_Problem to work on_.
From the entries below, copy every line that has the word "jeans".

Collected data
□ □ □ □ □

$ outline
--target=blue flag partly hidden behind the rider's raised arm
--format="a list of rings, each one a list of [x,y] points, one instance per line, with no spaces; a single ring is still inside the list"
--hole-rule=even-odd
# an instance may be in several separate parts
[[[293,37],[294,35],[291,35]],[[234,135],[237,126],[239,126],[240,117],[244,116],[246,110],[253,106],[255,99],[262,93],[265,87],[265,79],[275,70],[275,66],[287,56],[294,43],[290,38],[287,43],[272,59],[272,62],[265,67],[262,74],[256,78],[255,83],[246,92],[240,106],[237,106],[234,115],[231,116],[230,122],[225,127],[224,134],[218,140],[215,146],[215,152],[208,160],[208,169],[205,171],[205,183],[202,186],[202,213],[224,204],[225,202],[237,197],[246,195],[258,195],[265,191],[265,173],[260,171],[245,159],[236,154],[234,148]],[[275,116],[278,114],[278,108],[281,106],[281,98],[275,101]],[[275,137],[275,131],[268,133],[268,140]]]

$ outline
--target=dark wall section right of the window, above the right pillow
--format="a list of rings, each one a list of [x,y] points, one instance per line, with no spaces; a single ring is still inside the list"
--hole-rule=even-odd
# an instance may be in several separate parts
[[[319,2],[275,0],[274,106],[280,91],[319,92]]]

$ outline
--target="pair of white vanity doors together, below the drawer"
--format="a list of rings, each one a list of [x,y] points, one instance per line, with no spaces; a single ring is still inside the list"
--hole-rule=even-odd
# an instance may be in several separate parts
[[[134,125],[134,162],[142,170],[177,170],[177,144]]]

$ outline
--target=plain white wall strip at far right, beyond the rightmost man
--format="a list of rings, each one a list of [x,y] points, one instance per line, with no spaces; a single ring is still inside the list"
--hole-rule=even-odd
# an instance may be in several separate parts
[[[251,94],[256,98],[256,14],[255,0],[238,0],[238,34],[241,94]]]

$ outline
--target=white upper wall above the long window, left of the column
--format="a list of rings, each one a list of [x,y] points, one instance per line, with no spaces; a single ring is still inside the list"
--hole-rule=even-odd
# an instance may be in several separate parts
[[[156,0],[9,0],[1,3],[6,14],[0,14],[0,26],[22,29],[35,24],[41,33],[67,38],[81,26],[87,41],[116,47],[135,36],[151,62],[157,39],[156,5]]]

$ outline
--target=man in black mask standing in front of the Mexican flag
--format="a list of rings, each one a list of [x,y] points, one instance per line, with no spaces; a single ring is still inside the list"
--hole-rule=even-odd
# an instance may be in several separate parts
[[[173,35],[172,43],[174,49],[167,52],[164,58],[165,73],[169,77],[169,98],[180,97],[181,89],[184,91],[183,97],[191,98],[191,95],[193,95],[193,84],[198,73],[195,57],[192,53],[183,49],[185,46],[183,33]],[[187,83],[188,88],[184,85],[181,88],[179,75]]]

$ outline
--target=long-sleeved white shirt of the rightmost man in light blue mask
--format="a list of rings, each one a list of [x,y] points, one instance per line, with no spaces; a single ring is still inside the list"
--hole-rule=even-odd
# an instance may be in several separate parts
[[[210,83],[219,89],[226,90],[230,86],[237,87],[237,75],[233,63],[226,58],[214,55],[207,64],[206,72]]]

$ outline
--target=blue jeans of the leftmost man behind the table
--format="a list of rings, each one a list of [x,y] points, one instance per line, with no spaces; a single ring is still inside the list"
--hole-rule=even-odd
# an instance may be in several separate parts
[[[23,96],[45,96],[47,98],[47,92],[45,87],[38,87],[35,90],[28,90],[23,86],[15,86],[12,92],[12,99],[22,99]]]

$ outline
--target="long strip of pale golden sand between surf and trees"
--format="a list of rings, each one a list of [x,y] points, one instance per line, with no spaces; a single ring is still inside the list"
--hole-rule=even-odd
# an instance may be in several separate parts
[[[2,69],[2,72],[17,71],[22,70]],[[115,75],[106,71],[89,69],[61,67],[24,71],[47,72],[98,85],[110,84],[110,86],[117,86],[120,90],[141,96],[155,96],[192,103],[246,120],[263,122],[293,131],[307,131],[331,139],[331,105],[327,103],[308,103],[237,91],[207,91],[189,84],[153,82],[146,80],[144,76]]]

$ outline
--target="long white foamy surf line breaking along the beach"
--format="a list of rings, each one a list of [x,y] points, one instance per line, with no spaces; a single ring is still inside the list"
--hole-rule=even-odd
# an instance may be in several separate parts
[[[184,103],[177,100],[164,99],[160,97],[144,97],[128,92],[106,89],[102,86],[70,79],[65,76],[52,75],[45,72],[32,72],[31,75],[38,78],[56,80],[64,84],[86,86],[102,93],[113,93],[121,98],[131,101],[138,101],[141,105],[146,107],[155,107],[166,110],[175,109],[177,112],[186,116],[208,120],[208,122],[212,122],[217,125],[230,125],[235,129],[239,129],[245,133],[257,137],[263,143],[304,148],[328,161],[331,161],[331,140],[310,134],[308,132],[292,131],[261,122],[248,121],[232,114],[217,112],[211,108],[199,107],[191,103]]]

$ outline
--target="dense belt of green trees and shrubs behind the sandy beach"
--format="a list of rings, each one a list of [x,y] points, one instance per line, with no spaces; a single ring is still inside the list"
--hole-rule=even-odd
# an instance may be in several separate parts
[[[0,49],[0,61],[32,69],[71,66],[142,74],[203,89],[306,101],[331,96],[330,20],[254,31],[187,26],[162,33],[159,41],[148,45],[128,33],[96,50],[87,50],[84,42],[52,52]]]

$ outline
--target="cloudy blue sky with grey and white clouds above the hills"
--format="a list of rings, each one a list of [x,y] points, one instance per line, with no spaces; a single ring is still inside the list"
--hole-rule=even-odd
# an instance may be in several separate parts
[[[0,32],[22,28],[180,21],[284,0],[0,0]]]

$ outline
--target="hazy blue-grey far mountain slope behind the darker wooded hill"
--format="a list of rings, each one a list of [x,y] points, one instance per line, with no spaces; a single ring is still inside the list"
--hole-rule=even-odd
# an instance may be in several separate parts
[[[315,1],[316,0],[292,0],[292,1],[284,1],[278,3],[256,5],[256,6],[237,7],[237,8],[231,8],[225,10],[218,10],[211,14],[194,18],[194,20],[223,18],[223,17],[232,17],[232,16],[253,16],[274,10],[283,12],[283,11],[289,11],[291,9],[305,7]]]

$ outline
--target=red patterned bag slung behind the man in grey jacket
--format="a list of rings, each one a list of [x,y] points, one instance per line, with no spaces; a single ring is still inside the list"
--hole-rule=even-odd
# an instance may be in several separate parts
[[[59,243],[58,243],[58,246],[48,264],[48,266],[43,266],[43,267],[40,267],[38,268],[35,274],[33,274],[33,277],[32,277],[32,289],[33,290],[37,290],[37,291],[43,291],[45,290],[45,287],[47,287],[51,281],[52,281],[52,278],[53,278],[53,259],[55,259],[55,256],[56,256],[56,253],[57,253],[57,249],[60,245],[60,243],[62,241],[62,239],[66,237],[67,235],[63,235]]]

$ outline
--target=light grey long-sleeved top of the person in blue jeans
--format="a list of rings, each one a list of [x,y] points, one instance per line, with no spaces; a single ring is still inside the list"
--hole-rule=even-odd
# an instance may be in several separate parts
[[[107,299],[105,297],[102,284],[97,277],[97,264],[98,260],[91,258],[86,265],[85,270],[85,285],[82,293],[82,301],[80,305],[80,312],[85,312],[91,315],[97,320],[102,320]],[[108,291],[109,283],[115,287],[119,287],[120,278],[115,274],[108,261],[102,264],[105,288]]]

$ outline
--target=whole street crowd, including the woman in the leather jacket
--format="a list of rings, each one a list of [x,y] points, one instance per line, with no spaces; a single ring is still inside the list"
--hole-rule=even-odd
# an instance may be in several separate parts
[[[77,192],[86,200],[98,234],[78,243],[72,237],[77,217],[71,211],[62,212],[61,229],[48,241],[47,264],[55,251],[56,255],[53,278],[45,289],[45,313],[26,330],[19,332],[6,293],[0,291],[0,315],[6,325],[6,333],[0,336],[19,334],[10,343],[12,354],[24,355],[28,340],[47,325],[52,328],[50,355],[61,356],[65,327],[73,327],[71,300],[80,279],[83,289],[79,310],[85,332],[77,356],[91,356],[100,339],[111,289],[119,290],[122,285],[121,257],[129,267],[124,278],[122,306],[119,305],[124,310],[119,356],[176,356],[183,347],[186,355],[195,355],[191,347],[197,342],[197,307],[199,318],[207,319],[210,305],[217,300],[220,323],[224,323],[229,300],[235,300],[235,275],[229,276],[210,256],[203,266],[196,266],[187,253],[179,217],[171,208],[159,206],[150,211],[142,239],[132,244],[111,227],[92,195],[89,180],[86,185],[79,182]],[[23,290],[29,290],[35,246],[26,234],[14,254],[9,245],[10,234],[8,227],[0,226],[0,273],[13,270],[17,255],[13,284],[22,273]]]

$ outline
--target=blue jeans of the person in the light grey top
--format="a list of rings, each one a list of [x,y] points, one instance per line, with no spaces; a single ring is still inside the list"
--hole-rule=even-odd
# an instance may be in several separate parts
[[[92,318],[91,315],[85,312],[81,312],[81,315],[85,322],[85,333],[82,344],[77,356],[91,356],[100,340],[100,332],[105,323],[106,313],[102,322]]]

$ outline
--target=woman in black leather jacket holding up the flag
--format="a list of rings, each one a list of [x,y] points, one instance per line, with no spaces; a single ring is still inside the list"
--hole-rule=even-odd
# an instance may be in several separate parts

□ □ □ □ □

_Answer to this task_.
--target=blue jeans of the leftmost man behind the table
--target=light grey long-sleeved top of the person in blue jeans
--target=blue jeans of the person in the light grey top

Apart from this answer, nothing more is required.